Record list |
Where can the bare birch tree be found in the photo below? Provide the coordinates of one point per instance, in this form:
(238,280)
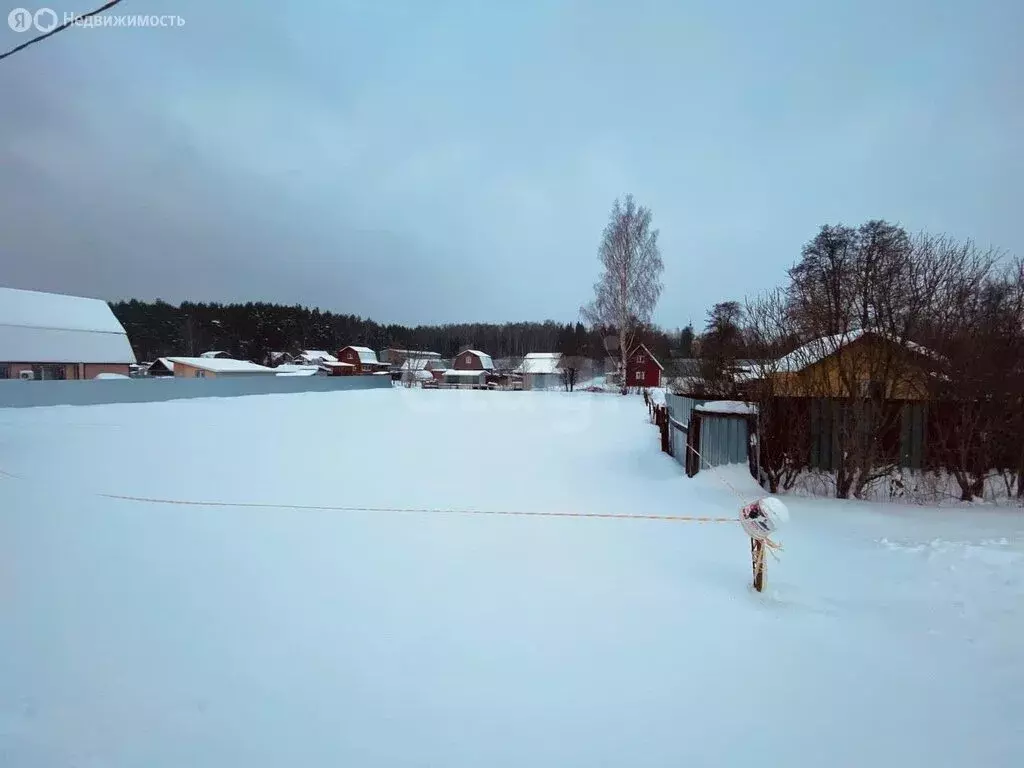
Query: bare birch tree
(630,285)
(783,422)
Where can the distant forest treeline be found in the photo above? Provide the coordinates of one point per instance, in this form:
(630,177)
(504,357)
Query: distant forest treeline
(252,331)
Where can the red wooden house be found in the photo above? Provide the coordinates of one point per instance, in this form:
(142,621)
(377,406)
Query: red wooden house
(642,369)
(363,359)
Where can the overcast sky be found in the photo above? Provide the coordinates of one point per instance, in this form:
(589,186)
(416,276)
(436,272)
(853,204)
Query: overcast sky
(424,161)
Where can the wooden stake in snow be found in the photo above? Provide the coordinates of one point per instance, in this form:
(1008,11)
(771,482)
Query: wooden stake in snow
(760,519)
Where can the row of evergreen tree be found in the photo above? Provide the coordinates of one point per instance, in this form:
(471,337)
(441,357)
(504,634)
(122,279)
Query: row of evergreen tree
(254,330)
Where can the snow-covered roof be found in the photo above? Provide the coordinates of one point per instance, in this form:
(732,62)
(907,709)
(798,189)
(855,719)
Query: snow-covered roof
(414,352)
(222,365)
(649,354)
(727,408)
(817,349)
(315,355)
(38,327)
(367,355)
(540,363)
(488,365)
(421,365)
(294,368)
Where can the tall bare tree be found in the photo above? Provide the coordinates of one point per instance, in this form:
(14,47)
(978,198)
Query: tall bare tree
(782,422)
(976,330)
(721,347)
(630,285)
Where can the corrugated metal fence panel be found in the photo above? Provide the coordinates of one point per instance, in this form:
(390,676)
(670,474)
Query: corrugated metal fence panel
(912,419)
(723,440)
(681,408)
(678,438)
(95,392)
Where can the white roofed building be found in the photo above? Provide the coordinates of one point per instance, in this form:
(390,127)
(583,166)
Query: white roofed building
(314,356)
(213,368)
(473,359)
(53,336)
(466,378)
(363,359)
(541,371)
(161,367)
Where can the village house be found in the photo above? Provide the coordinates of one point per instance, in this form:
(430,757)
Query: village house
(214,368)
(857,364)
(643,369)
(313,357)
(466,378)
(161,367)
(473,359)
(396,357)
(363,359)
(53,336)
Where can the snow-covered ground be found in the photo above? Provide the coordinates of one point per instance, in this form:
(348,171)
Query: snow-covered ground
(140,634)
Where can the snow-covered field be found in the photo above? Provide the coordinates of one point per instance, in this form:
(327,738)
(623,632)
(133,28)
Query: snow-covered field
(140,634)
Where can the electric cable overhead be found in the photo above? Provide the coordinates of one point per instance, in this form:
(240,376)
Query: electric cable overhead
(59,28)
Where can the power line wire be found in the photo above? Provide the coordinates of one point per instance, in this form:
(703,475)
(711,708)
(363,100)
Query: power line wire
(55,30)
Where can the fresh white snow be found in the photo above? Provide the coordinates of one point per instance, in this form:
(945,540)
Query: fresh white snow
(37,327)
(540,363)
(728,408)
(222,365)
(163,635)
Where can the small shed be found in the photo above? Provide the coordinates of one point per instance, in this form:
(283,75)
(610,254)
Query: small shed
(214,368)
(161,367)
(464,379)
(363,359)
(721,432)
(541,371)
(643,369)
(473,359)
(337,368)
(313,357)
(52,336)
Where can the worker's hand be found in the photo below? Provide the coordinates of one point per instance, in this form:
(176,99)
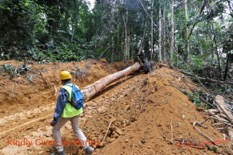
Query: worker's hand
(53,123)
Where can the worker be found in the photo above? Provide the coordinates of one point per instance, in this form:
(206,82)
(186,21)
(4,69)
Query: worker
(65,112)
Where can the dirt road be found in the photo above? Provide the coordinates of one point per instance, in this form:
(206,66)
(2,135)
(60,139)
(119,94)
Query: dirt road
(138,114)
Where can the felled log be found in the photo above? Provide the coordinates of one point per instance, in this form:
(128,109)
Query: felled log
(222,107)
(93,89)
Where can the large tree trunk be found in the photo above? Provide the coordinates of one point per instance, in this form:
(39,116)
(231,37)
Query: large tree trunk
(172,34)
(93,89)
(160,33)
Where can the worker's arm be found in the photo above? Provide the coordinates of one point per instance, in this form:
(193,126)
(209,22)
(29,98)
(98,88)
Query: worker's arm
(61,102)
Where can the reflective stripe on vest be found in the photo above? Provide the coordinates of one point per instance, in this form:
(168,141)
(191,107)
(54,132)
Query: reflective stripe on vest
(69,111)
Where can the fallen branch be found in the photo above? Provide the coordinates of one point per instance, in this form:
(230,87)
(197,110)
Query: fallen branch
(107,131)
(221,104)
(200,132)
(206,79)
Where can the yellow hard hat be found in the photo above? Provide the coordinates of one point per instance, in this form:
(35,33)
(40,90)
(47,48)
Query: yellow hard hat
(65,75)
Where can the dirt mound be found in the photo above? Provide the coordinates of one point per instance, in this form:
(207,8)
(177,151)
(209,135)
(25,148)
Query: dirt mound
(137,114)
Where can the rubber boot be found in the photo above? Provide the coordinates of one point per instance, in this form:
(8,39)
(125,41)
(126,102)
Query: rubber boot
(88,150)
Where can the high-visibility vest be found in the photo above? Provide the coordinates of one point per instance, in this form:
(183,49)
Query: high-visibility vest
(69,111)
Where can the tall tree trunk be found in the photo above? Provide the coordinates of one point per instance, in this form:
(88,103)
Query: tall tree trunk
(160,32)
(186,32)
(143,37)
(152,31)
(93,89)
(163,50)
(172,34)
(126,47)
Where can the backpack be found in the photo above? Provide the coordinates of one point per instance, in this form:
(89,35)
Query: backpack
(77,98)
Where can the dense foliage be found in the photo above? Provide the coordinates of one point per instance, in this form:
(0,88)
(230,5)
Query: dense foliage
(195,33)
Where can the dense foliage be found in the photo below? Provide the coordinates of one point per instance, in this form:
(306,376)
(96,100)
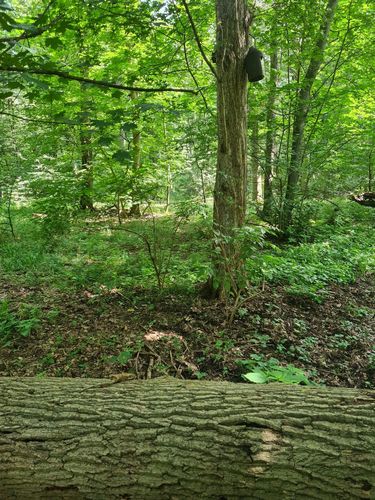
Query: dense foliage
(108,155)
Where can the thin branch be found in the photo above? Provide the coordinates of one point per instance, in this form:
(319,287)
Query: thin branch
(196,36)
(99,83)
(48,122)
(193,76)
(25,35)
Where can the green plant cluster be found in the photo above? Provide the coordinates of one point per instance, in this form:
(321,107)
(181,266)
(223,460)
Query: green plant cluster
(264,371)
(12,325)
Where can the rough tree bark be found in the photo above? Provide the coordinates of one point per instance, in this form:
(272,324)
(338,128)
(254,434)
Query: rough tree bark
(169,439)
(255,160)
(300,115)
(87,172)
(270,140)
(232,43)
(135,209)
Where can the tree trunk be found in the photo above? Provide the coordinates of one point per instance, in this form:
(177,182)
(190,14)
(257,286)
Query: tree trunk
(300,116)
(135,210)
(233,20)
(169,439)
(87,173)
(270,140)
(254,160)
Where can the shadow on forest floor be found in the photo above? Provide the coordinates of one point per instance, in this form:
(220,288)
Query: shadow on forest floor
(81,334)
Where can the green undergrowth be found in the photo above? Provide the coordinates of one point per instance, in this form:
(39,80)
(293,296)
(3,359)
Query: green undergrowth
(167,253)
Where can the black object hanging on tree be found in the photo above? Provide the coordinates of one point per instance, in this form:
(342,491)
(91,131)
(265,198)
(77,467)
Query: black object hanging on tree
(253,65)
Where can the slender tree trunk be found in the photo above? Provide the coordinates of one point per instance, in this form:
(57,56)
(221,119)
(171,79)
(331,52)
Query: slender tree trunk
(233,20)
(165,439)
(300,116)
(370,161)
(254,159)
(87,173)
(270,140)
(135,209)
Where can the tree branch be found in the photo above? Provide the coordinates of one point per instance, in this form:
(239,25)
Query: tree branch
(39,121)
(196,36)
(99,83)
(25,35)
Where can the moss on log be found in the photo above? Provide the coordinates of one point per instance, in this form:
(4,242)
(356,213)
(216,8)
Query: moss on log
(167,439)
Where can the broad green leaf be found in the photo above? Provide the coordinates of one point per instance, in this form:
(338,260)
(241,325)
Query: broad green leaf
(256,377)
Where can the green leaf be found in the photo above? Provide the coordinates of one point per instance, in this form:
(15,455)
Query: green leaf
(121,156)
(4,5)
(105,141)
(257,377)
(54,43)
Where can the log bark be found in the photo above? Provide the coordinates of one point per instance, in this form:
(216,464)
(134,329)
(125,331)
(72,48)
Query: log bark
(169,439)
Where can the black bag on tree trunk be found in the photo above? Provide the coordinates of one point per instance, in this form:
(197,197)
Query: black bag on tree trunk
(253,65)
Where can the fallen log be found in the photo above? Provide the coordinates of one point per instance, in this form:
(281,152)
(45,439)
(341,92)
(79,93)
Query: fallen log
(170,439)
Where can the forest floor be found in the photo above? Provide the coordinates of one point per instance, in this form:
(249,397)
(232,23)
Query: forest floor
(96,329)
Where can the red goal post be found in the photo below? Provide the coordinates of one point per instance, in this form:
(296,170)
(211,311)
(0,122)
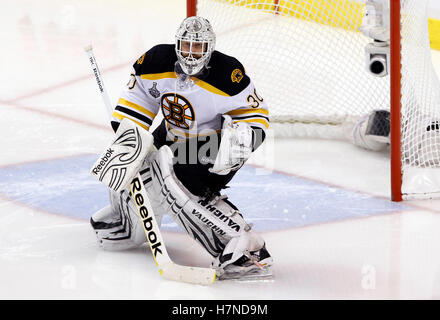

Exercise details | Return every line of the rows above that contains the string "moss", treating uppercase and lowercase letters as different.

Worked solution |
Where can the moss on log be found in the photo above? Provide the coordinates of one point per instance, in this form:
Query: moss on log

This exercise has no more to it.